Goal: Print the listing below verbatim, omitting the pictures.

'''

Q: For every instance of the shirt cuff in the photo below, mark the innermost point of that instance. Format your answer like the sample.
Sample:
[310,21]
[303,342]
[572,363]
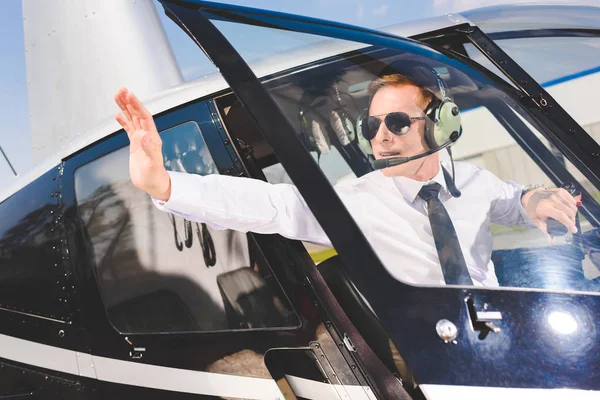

'''

Full output:
Q: For every instance of the shirt cuff in the photo below, mark the innermost point of that instance. Format your answer like the sample.
Sample:
[310,21]
[303,342]
[572,363]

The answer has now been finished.